Extracted records:
◆ ◆ ◆ ◆

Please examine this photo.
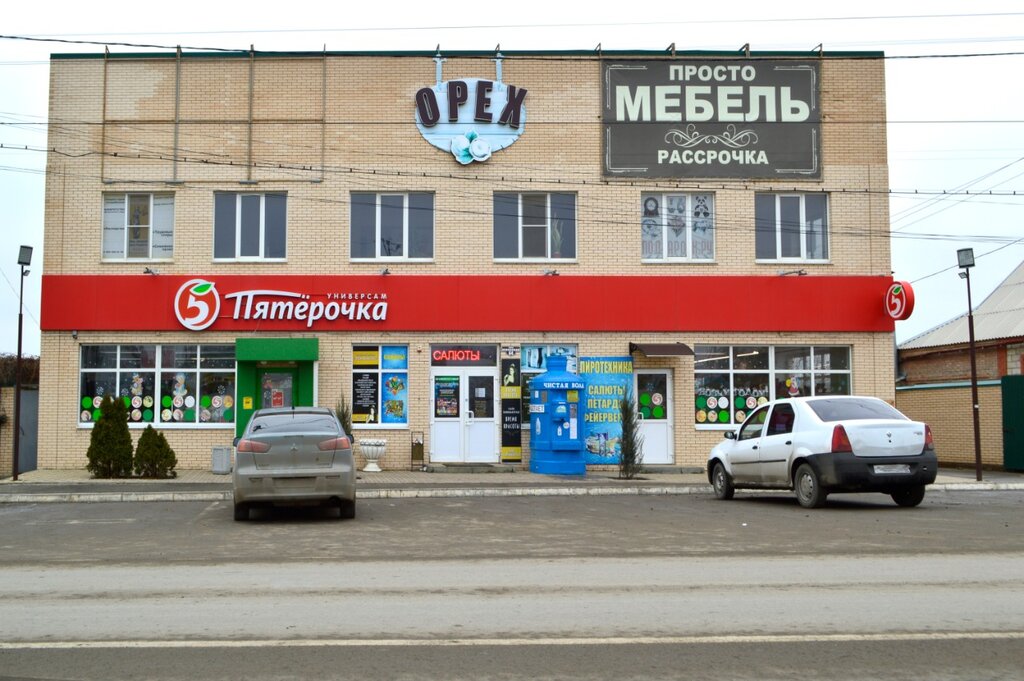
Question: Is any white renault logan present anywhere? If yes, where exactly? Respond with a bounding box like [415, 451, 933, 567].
[708, 395, 938, 508]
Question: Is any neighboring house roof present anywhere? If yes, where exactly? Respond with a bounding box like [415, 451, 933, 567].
[899, 262, 1024, 350]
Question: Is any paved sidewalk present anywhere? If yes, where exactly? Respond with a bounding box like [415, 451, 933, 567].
[0, 469, 1024, 504]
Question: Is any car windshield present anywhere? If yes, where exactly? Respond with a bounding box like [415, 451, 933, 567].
[807, 399, 908, 422]
[250, 412, 338, 434]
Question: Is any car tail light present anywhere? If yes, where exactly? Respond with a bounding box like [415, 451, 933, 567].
[316, 435, 350, 452]
[238, 439, 270, 454]
[833, 426, 853, 454]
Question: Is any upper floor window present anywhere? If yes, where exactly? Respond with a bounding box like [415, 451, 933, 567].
[213, 191, 288, 260]
[350, 191, 434, 260]
[754, 194, 828, 260]
[495, 193, 575, 260]
[103, 194, 174, 260]
[640, 194, 715, 261]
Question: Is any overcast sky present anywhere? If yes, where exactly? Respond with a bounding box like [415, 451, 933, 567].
[0, 0, 1024, 354]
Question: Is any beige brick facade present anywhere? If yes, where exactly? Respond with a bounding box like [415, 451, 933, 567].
[39, 54, 894, 468]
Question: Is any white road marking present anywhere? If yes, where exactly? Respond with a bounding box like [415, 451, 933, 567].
[0, 631, 1024, 650]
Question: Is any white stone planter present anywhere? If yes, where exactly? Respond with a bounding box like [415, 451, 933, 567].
[359, 439, 387, 473]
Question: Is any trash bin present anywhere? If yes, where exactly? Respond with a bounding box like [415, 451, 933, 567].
[210, 446, 231, 475]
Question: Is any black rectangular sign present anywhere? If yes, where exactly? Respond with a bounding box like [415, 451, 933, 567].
[602, 58, 821, 179]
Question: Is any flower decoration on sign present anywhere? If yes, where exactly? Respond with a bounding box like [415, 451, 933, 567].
[452, 130, 490, 166]
[665, 123, 758, 148]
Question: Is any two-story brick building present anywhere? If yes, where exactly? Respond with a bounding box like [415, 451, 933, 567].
[39, 51, 894, 468]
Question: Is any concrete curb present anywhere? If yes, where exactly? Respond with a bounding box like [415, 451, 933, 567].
[0, 482, 1024, 504]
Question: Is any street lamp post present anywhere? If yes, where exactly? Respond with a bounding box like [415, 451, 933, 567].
[956, 248, 981, 481]
[12, 246, 32, 480]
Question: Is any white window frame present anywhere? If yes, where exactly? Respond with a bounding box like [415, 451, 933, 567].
[213, 191, 288, 262]
[495, 191, 580, 263]
[755, 191, 833, 263]
[99, 191, 175, 262]
[349, 191, 437, 262]
[640, 191, 718, 264]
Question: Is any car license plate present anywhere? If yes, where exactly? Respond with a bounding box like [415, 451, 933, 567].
[874, 464, 910, 475]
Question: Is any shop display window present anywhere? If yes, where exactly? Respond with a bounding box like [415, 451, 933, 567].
[350, 191, 434, 260]
[102, 194, 174, 260]
[754, 194, 828, 261]
[352, 345, 409, 427]
[79, 344, 234, 426]
[213, 191, 288, 260]
[494, 193, 577, 260]
[693, 345, 852, 426]
[640, 194, 715, 262]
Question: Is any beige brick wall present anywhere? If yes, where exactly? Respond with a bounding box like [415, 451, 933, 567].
[39, 55, 893, 468]
[896, 385, 1002, 467]
[0, 386, 14, 479]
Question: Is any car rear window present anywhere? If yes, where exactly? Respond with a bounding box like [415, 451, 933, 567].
[807, 399, 908, 421]
[251, 412, 339, 433]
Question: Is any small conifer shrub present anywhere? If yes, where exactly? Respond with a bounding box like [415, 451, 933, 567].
[85, 395, 132, 477]
[618, 390, 643, 480]
[135, 426, 178, 478]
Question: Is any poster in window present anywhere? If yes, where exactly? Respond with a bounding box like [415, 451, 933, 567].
[380, 345, 409, 371]
[434, 376, 459, 419]
[352, 372, 380, 424]
[381, 372, 409, 424]
[501, 358, 528, 463]
[580, 356, 633, 464]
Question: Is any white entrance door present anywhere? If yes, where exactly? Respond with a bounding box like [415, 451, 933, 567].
[430, 367, 500, 464]
[633, 369, 676, 464]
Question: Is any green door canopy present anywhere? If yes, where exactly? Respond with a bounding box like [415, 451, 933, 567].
[234, 338, 319, 361]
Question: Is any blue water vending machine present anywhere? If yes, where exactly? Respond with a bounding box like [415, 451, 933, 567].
[529, 354, 587, 475]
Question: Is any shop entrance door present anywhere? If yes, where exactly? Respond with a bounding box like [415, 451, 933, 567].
[259, 369, 298, 409]
[633, 370, 675, 465]
[430, 367, 499, 464]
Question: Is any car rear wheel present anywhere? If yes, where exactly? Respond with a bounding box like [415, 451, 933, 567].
[890, 484, 925, 508]
[234, 503, 249, 520]
[711, 462, 736, 500]
[793, 464, 827, 508]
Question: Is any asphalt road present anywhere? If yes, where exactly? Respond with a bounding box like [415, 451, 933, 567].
[0, 492, 1024, 679]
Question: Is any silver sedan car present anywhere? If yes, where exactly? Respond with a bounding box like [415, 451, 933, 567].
[232, 407, 355, 520]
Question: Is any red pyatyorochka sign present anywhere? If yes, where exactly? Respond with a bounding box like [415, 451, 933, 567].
[41, 274, 909, 333]
[885, 282, 913, 322]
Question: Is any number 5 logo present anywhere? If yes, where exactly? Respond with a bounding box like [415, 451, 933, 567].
[174, 279, 220, 331]
[886, 282, 913, 322]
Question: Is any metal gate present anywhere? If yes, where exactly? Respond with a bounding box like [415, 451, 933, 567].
[1002, 376, 1024, 471]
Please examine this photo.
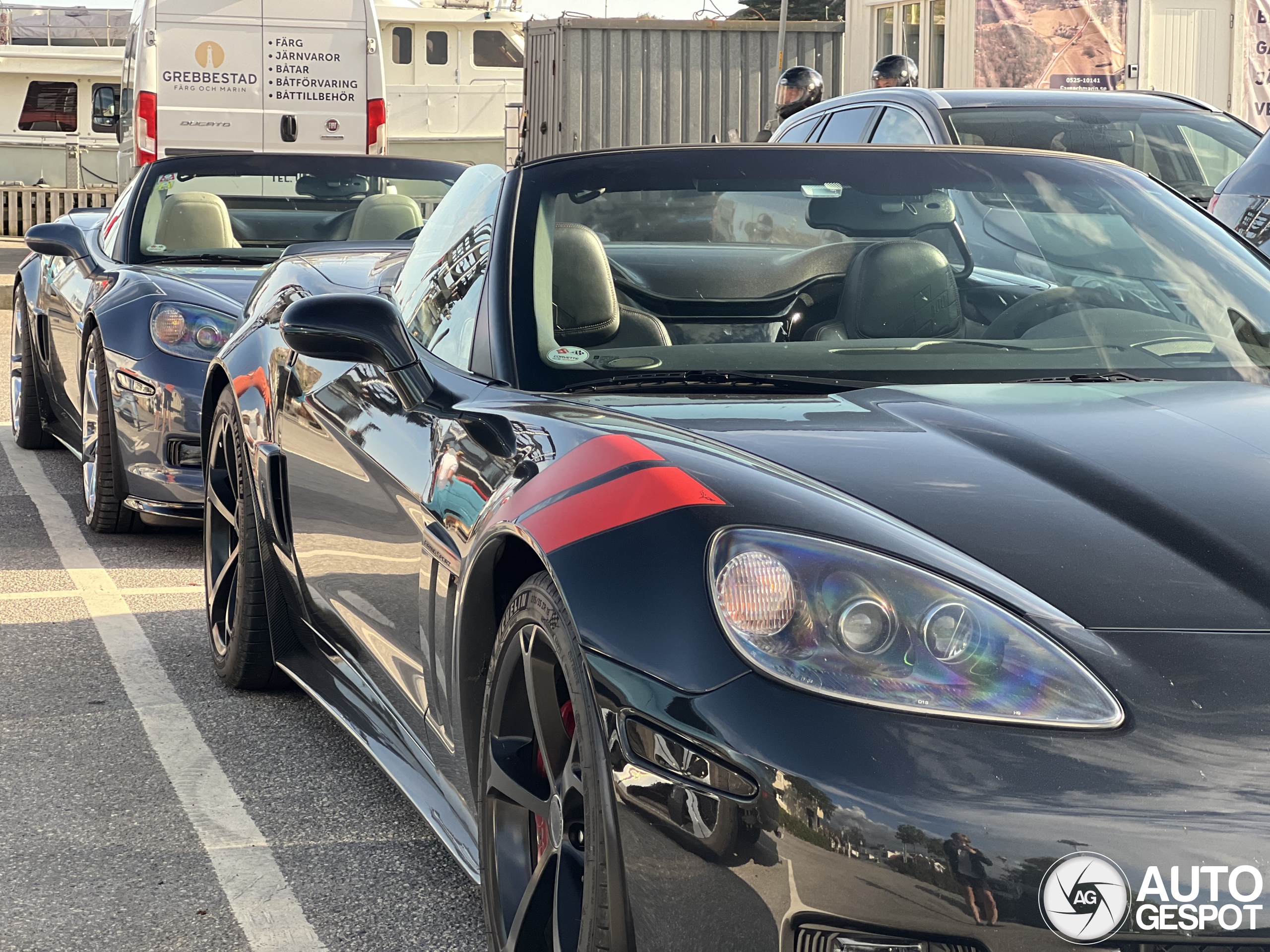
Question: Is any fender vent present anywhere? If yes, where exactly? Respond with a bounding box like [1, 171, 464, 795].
[794, 923, 984, 952]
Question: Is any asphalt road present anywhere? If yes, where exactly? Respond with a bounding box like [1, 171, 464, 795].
[0, 293, 484, 952]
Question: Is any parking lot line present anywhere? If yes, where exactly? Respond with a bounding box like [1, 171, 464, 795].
[0, 431, 325, 952]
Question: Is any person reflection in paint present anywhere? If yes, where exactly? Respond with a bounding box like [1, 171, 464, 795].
[944, 833, 997, 925]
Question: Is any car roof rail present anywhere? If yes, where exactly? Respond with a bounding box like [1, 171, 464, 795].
[1125, 89, 1222, 113]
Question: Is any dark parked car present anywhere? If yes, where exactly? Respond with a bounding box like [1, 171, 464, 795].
[9, 154, 465, 532]
[202, 145, 1270, 952]
[772, 89, 1261, 203]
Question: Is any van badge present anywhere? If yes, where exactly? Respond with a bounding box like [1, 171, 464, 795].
[194, 39, 225, 70]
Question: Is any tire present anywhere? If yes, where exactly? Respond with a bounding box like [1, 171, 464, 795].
[9, 282, 57, 449]
[479, 573, 616, 952]
[203, 387, 278, 691]
[80, 329, 141, 533]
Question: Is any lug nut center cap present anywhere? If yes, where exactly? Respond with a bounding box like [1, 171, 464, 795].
[547, 795, 564, 849]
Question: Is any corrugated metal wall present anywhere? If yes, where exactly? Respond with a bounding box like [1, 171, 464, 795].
[524, 19, 843, 161]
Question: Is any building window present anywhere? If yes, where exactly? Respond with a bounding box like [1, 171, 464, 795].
[392, 27, 414, 66]
[93, 82, 120, 133]
[424, 29, 449, 66]
[472, 29, 524, 70]
[18, 81, 79, 132]
[874, 0, 946, 89]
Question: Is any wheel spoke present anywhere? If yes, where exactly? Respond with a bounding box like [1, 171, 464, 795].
[486, 737, 550, 816]
[207, 546, 239, 622]
[551, 840, 587, 952]
[521, 628, 569, 787]
[506, 853, 556, 952]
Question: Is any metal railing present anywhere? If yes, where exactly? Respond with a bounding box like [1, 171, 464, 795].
[0, 4, 132, 46]
[0, 185, 118, 238]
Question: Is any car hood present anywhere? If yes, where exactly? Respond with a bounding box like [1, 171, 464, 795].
[138, 265, 264, 313]
[589, 382, 1270, 631]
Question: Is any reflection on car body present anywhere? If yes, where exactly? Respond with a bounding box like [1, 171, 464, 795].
[203, 145, 1270, 952]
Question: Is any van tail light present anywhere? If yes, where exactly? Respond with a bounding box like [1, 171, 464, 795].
[366, 99, 388, 155]
[132, 93, 159, 168]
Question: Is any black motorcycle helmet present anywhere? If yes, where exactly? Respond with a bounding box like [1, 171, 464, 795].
[874, 54, 917, 89]
[776, 66, 824, 119]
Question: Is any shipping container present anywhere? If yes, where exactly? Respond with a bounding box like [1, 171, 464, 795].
[522, 16, 844, 161]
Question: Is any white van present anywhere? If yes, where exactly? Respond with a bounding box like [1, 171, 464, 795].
[118, 0, 387, 184]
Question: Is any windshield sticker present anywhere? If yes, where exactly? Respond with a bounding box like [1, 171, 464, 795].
[547, 347, 590, 364]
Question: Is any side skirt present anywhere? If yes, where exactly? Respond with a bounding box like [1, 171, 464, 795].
[277, 650, 480, 884]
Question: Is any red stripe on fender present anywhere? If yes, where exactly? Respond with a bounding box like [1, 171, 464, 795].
[498, 433, 662, 522]
[522, 466, 728, 552]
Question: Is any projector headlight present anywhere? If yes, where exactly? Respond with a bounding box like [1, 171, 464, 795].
[708, 530, 1124, 727]
[150, 301, 239, 360]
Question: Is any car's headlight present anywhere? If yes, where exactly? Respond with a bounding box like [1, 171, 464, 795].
[708, 530, 1124, 727]
[150, 301, 239, 360]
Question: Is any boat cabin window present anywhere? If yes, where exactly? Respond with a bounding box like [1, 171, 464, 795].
[392, 27, 414, 65]
[18, 80, 79, 132]
[426, 29, 449, 66]
[93, 82, 120, 132]
[472, 29, 524, 70]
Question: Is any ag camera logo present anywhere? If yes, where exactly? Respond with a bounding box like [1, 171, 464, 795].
[1040, 853, 1132, 946]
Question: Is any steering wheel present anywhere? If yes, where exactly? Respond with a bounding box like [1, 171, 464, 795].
[983, 287, 1150, 340]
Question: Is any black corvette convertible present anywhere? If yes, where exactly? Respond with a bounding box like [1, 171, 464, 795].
[9, 154, 465, 532]
[200, 146, 1270, 952]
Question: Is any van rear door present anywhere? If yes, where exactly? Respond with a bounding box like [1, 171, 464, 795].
[261, 0, 368, 154]
[155, 0, 264, 155]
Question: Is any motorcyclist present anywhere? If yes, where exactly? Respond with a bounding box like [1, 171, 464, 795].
[755, 66, 824, 142]
[873, 54, 917, 89]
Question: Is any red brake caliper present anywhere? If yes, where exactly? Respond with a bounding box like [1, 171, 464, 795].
[533, 701, 575, 866]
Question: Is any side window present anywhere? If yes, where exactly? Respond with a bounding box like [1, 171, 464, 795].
[18, 80, 79, 132]
[869, 107, 935, 146]
[472, 29, 524, 70]
[821, 105, 876, 143]
[424, 29, 449, 66]
[394, 165, 506, 368]
[392, 27, 414, 65]
[93, 82, 120, 132]
[776, 116, 821, 142]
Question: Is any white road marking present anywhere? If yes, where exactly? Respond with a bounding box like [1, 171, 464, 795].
[0, 585, 202, 599]
[0, 428, 326, 952]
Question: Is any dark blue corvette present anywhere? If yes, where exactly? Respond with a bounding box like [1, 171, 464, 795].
[10, 155, 463, 532]
[202, 145, 1270, 952]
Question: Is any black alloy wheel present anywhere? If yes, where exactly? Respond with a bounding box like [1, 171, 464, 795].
[9, 284, 57, 449]
[480, 573, 612, 952]
[80, 329, 141, 533]
[203, 387, 278, 689]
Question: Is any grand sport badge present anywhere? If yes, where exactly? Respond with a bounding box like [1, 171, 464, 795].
[1040, 853, 1130, 946]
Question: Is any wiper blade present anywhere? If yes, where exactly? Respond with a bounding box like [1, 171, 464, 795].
[155, 254, 269, 265]
[556, 371, 887, 394]
[1006, 371, 1167, 383]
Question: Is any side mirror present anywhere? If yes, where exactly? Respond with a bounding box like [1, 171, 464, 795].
[279, 295, 435, 409]
[25, 221, 93, 261]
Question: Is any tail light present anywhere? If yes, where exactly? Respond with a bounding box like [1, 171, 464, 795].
[132, 93, 159, 166]
[366, 99, 388, 155]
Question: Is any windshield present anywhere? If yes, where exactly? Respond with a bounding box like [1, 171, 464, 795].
[513, 146, 1270, 390]
[945, 107, 1260, 203]
[131, 155, 463, 264]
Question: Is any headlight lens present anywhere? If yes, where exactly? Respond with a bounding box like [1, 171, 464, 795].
[150, 301, 239, 360]
[710, 530, 1124, 727]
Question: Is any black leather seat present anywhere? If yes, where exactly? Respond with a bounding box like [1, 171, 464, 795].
[803, 238, 965, 340]
[551, 222, 671, 351]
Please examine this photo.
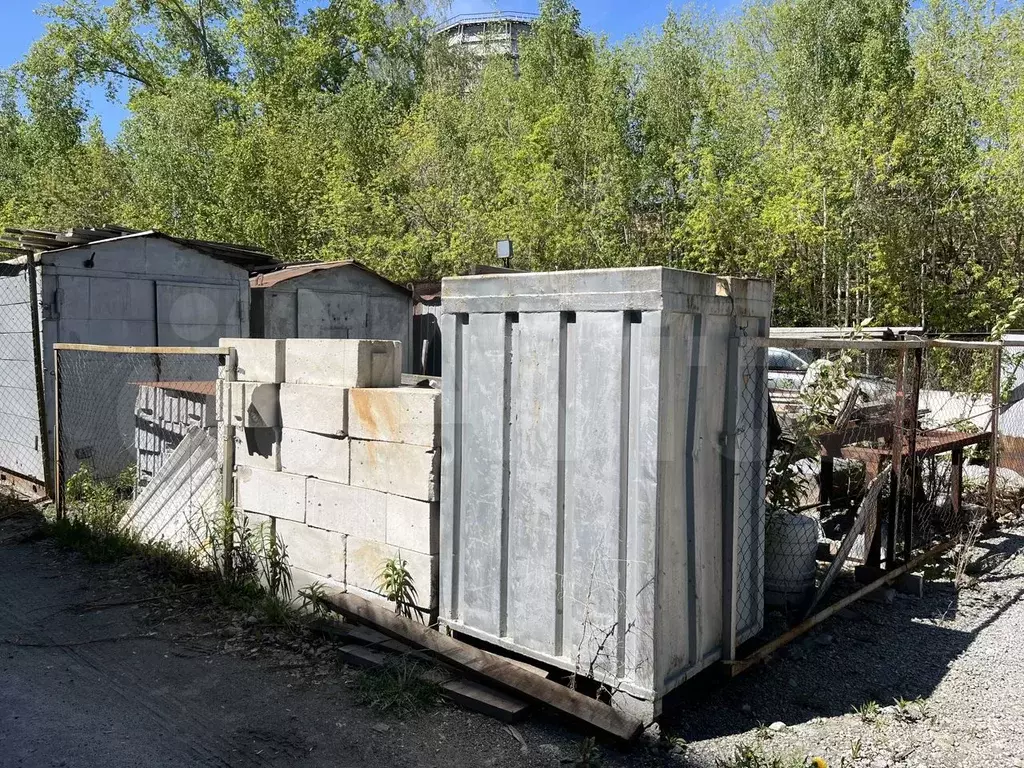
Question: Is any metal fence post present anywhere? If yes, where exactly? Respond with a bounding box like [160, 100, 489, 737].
[988, 346, 1002, 522]
[53, 347, 65, 520]
[903, 347, 925, 562]
[219, 347, 239, 575]
[25, 254, 54, 499]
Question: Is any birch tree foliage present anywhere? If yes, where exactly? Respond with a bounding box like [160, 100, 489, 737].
[0, 0, 1024, 331]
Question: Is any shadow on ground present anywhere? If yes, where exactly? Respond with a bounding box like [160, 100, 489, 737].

◆ ◆ ◆ ◆

Problem statement
Rewrite the portion of the material that begins with the line containing "Question: Is any silver" and ends with the line containing "[885, 282, 913, 322]" as a JSON list of strings, with one string per line and both of those lines included. Omit any blank lines.

Exercise response
[
  "Question: Is any silver sedan car present anywhere? If yes, where exactly? Respond with a bounding box like [415, 451, 933, 567].",
  "[232, 407, 355, 520]",
  "Question: Is any red pyatyorochka sign present anywhere? If yes, where exactly? Respond with a bounding box like [415, 451, 933, 567].",
  "[41, 274, 909, 333]",
  "[885, 282, 913, 322]"
]